◆ INSTRUCTIONS FOR THE TASK
Each entry that appears below should be restated exactly as it is.

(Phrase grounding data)
——

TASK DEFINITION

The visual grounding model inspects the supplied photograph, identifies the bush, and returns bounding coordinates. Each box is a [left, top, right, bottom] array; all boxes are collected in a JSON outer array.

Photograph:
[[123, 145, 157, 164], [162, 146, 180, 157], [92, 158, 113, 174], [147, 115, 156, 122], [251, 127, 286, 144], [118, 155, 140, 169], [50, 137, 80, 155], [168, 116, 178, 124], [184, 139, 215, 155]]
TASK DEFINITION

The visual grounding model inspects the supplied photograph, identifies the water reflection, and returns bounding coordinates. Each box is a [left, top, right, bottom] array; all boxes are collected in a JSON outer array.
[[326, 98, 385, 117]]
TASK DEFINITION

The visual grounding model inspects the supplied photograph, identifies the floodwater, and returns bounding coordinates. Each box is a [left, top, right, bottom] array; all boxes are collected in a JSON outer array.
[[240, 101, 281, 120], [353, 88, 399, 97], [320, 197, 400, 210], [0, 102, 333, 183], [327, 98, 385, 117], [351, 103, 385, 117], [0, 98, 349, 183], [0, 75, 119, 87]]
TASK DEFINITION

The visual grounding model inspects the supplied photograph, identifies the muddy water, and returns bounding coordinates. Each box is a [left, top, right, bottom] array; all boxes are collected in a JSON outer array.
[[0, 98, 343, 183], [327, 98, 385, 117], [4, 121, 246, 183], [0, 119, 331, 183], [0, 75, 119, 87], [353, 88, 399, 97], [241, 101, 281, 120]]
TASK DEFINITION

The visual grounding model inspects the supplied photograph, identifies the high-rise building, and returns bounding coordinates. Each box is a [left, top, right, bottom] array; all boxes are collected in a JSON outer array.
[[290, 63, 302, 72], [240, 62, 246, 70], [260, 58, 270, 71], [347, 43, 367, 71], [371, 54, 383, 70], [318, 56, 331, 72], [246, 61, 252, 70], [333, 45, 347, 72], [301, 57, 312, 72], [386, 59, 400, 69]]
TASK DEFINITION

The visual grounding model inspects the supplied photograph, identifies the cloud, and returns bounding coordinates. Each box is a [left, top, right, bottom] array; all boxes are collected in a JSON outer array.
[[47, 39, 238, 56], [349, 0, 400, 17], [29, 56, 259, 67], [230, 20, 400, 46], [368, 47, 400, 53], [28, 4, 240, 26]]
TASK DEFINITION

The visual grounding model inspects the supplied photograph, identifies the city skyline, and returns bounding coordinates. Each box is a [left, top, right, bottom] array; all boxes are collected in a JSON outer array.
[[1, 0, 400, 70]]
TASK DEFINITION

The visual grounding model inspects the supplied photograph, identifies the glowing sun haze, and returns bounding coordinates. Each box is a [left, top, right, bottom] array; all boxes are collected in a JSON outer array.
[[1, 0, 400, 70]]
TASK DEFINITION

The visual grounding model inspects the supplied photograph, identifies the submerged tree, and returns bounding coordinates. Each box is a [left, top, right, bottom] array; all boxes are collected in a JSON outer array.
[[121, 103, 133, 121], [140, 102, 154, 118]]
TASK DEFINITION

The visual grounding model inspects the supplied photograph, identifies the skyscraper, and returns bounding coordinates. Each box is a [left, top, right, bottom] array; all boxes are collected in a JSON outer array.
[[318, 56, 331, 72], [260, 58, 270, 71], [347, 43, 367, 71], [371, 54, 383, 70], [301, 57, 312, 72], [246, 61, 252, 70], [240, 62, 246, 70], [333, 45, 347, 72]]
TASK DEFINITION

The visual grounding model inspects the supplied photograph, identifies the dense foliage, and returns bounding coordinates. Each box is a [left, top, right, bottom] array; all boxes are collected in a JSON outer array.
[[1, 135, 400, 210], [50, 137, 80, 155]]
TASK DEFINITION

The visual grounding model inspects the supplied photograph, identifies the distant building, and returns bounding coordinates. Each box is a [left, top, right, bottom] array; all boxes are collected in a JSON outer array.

——

◆ RESPONSE BOX
TASK DEFINITION

The visual grounding model inspects the supplied photograph, identifies the bush, and returns bounding coordinates. Each box is a [left, top, right, bottom] array; all boxes are collected in a JSON outer array.

Photograph:
[[123, 145, 157, 164], [162, 146, 180, 157], [92, 158, 113, 174], [147, 115, 156, 122], [251, 127, 286, 144], [118, 155, 140, 169], [50, 137, 80, 155], [168, 116, 178, 124], [184, 139, 215, 155]]
TASK DEFINITION

The visual grounding model inspects the supplied photograph, identifies the water reflection, and returns bounding coordinates. Each box is a [left, top, right, bottom] array; all boxes are collected in a JSON outer array.
[[326, 98, 385, 117]]
TASK DEFINITION

The visual grounding model inspects the supplied photograph, identifies the floodwater, and returns bounding coordinates. Each box is a [left, top, right, bottom] array; all boxes are collected in a JSON outer array.
[[240, 101, 281, 120], [353, 88, 399, 97], [320, 197, 400, 210], [0, 102, 333, 183], [327, 98, 385, 117], [351, 103, 385, 117], [0, 98, 349, 183], [0, 75, 119, 87]]
TASK DEFINITION

The visual grounding model inspects the supplied photograph, identifies the muddy water, and returns bounding coordinates. Each box is a [left, top, right, bottom] array; all boxes are collected in a JSON outer array.
[[0, 98, 343, 183], [327, 98, 385, 117], [4, 121, 246, 183], [0, 119, 331, 183], [0, 75, 119, 87], [353, 88, 399, 97], [241, 101, 281, 120]]
TASK DEFINITION

The visual grounding model inspects the supplied photograph, identifies the high-rise building, and returns bounding coordinates. Each box is a [left, top, right, bottom] array; all boxes are collected in a JSON outer array.
[[290, 63, 302, 72], [240, 62, 246, 70], [260, 58, 270, 71], [347, 43, 367, 71], [371, 54, 383, 70], [318, 56, 331, 72], [246, 61, 252, 70], [333, 45, 347, 72], [301, 57, 312, 72], [386, 59, 400, 69]]
TASK DEFINITION

The visual grounding model inspects the supplied photograph, identifies the cloud, and returns bounding coordinates. Each box is a [left, top, right, bottom] array; all boxes are collected in a JSON outer array.
[[47, 39, 238, 56], [349, 0, 400, 17], [29, 56, 259, 67], [230, 20, 400, 46], [368, 47, 400, 53], [28, 4, 240, 26]]
TASK DEFINITION

The visual grounding model inspects the supplied photograph, identifies the city skyline, and returns bounding coordinates. Each box is a [left, top, right, bottom] array; all boxes are collected in a JSON outer array.
[[1, 0, 400, 70]]
TASK DEFINITION

The visual grounding model inspects the supplied photograph, identifies the glowing sun haze, and returns bounding coordinates. Each box is a [left, top, right, bottom] array; all boxes are collected in a JSON outer array.
[[1, 0, 400, 70]]
TASK DEFINITION

The visual grounding model inspects the supplied photograph, identifies the submerged tree, and returns bounding coordinates. Each box is a [left, top, right, bottom] array; all boxes are collected in a JSON outer array.
[[121, 103, 133, 121], [140, 102, 154, 118]]
TASK DEFINITION

The visual grounding model inspects the supplied photograph, identifies the skyscraper, and returns bounding coordinates. Each box is a [left, top, right, bottom] array; all boxes are collected in a JSON outer array.
[[318, 56, 331, 72], [260, 58, 270, 71], [347, 43, 367, 71], [371, 54, 383, 70], [301, 57, 312, 72], [246, 61, 252, 70], [240, 62, 246, 70], [333, 45, 347, 72]]
TASK DEFINITION

The visual grounding model inspects the supplied photograph, identifies the dense foliage, and returns bounding coordinates. Each box is a [left, top, right, bottom] array; all boxes are collected in a JSON outer array.
[[1, 135, 400, 210], [50, 137, 80, 155]]
TASK DEFINITION

The visual grounding model inspects the supplied photograph, identifies the distant building, and returns bounding coordinates. Each box is a [left, top, right, bottom] array; all boxes are collected in a JSON outer array.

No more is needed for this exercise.